Please update the rows below, replacing "the user would like" with "the user wants" wherever it occurs and keeping everything else the same.

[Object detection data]
## START

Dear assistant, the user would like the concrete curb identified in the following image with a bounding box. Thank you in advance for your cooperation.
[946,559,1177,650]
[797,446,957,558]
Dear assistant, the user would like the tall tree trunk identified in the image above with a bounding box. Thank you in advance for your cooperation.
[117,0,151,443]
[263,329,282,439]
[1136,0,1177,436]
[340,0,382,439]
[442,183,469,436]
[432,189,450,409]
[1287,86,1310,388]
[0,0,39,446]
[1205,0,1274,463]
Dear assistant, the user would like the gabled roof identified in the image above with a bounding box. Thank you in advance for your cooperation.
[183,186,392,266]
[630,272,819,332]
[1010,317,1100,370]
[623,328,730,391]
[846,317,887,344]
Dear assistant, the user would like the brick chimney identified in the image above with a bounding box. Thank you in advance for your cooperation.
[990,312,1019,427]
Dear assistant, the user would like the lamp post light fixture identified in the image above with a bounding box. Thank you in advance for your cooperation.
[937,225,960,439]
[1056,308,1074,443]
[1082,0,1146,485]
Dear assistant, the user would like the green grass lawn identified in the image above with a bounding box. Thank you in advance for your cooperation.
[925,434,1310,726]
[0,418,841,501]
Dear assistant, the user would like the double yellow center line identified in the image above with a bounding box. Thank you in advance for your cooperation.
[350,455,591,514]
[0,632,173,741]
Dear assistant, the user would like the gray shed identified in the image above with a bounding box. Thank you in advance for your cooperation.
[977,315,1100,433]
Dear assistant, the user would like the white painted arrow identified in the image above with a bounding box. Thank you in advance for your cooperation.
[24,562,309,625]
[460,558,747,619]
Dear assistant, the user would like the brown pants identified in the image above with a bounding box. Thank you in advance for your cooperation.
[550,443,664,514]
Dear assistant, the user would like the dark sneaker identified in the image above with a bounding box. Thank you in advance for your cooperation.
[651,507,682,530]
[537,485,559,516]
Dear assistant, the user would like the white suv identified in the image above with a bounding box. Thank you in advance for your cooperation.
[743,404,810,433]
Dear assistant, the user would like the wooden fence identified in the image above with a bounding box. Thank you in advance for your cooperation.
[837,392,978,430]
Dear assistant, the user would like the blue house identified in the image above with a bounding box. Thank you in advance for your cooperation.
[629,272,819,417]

## END

RESPONSE TO THIS TASK:
Dear assistant, the user wants the concrete curb identified in the following image with a bounding box. Thank you in advance for your cooperation.
[946,559,1177,650]
[797,446,957,558]
Dear assistant, the user wants the tall tree trunk identified in the image above with a bounding box. Thank you in advance for your cooperation.
[117,0,151,443]
[263,329,282,439]
[1136,0,1177,436]
[340,0,382,439]
[442,183,469,436]
[432,189,450,409]
[1287,86,1310,388]
[0,0,39,446]
[1205,0,1274,463]
Dear assistant, the user wants the gabled roof identified in the image above with a bounding box. Thank you in advance for your cooperation.
[183,186,392,266]
[630,272,819,332]
[1010,317,1100,370]
[623,328,730,391]
[846,317,887,344]
Dear assistant, the user wants the brick chimney identified in the image above with a bounding box. Thank you in advance for your cooperation.
[990,312,1019,427]
Dear assistant, the user wants the lamp post light fixture identified in the image above with a bounding box. Thank you in advance for your cooperation.
[937,225,960,439]
[1056,308,1074,443]
[1082,0,1146,485]
Dear assistant, the user wants the green grass lawn identified in the image above with a bounding box. Thank you in advance for your cooperation.
[925,434,1310,726]
[0,418,841,501]
Dear assistant, the user wants the double yellow center line identified in the image above with a bounding box. Thank you in advance for your cooperation.
[350,455,591,514]
[0,632,173,741]
Dear assistant, the user wants the gray shed identified in the image above with a bounding box. Thank you in advance for your cooperation.
[977,315,1100,433]
Dear assistant, the user wants the white painted arrow identified in the image above with a bounding box. Thank you in advance for your cooperation.
[24,562,309,625]
[460,558,747,619]
Dear assistant, the user wants the brown pants identified in the image above with a bounding box. Thank you in advance for your cooperation.
[550,443,664,514]
Dear assistant, the user wants the dark sneaker identified in the image above with a bounding box. Thank you in advance for your cooperation.
[651,507,682,530]
[537,485,559,516]
Dear assistant, the user wants the white suv identified in the image above with a bounding box. Thank you in advance for your cooperation.
[743,404,810,433]
Dear assistant, the user wants the wooden fence identified in the image above with a bounding box. Thank you in advance for your cooperation.
[837,392,978,430]
Dear assistant, the user wants the blue house identified in the image above with a bounding box. Thank you in advance for your cooperation.
[629,272,819,417]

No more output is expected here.